━━━ SELECTED EXCERPT

A legal challenge against a first-of-its-kind measure that recategorized two widely used abortion-inducing drugs as “controlled dangerous substances” in Louisiana can move forward, a judge ruled Thursday.

Baton Rouge-based Judge Jewel Welch denied the Louisiana attorney general’s request to dismiss a lawsuit filed last year by opponents of the law, who argue that the reclassification of the pills is unconstitutional and could cause needless and potentially life-threatening delays in treatment during medical emergencies.

Attorneys for defendants in the suit, including Atty. Gen. Liz Murrill, argued that the lawsuit was premature. But attorneys for the plaintiffs, who include a doctor and pharmacist, said that since the law took effect in October, the measure has impacted how the plaintiffs handle and obtain the drugs on a “regular basis.”

A hearing date for the challenge has not yet been set.

Louisiana became the first state to heighten the classification of misoprostol and mifepristone, which have critical reproductive healthcare uses in addition to being used as a two-drug regimen to end pregnancies.

Passage of the measure by the GOP-dominated Legislature marked a new approach in conservative efforts to restrict access to abortion pills. In 2023, nearly two-thirds of all abortions in the country were medication abortions.

Now labeled as “Schedule IV drugs,” the pills are in the same category as the opioid tramadol and other substances that can be addictive. Under the new classification, there are more stringent storage requirements and extra steps to obtain the drugs. Testifying against the legislation, doctors stressed the drugs would be stored in locked containers or elsewhere that may result in slower access during emergency situations where every second is vital.

━━━━━━

REQUIRED TASKS
1 - From the article on Louisiana's abortion pill law, reproduce the passage from "Louisiana became the" up to and including "were medication abortions.".
2 - Summarize the article on Louisiana's abortion pill law in two sentences.

━━━ RECORDS SUPPLIED

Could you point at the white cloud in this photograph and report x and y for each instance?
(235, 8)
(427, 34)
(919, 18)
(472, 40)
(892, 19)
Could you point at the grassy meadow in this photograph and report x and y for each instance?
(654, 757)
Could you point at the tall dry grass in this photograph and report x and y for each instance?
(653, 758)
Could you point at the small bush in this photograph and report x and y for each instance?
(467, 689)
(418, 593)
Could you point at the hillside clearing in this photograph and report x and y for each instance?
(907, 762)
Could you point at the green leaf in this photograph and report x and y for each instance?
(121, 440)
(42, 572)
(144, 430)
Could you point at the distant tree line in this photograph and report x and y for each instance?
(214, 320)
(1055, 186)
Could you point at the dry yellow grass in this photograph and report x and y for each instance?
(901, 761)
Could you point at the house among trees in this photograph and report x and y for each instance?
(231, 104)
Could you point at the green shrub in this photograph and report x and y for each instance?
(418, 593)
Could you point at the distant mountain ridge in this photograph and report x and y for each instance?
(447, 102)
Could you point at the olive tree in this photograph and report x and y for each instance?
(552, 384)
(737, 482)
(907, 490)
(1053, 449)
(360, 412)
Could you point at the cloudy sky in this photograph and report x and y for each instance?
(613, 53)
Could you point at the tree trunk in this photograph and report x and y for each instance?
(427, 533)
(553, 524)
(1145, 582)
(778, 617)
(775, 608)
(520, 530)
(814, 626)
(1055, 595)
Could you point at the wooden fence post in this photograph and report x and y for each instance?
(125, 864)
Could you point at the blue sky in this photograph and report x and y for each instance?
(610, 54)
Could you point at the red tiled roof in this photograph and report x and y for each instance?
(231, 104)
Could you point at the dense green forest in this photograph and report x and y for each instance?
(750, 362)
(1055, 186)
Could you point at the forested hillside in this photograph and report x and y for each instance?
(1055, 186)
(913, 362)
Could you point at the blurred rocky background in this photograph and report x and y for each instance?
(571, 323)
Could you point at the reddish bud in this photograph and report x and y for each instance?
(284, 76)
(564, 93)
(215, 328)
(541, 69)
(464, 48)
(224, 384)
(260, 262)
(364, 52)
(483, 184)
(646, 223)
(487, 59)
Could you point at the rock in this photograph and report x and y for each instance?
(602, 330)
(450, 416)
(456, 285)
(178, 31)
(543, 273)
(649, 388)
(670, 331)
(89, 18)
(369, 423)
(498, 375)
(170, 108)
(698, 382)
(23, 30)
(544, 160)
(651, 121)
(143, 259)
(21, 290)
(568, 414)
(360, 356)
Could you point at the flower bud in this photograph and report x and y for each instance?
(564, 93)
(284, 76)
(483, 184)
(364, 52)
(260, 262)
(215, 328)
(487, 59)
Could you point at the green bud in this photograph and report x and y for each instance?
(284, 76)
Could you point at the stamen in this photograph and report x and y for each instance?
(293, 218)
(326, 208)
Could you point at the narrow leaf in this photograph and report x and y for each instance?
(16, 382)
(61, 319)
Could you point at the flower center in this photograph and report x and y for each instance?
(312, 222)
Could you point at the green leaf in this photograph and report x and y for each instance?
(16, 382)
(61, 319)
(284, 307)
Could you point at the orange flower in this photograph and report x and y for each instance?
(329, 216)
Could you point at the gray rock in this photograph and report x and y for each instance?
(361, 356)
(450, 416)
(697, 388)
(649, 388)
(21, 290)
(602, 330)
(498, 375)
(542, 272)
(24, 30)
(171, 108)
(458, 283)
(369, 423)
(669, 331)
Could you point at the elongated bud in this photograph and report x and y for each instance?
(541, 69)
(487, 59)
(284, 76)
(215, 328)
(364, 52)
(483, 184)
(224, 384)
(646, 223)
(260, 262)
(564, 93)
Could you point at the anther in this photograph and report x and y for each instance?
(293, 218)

━━━━━━

RESULTS FOR EACH TASK
1 -
Louisiana became the first state to heighten the classification of misoprostol and mifepristone, which have critical reproductive healthcare uses in addition to being used as a two-drug regimen to end pregnancies.

Passage of the measure by the GOP-dominated Legislature marked a new approach in conservative efforts to restrict access to abortion pills. In 2023, nearly two-thirds of all abortions in the country were medication abortions.

2 - A Baton Rouge-based judge denied the Louisiana attorney general's request to dismiss a lawsuit against a law that recategorized the abortion-inducing drugs misoprostol and mifepristone as controlled dangerous substances, so the challenge can move forward. Opponents argue that the reclassification is unconstitutional and that its stricter storage requirements and extra steps to obtain the pills could cause potentially life-threatening delays in medical emergencies.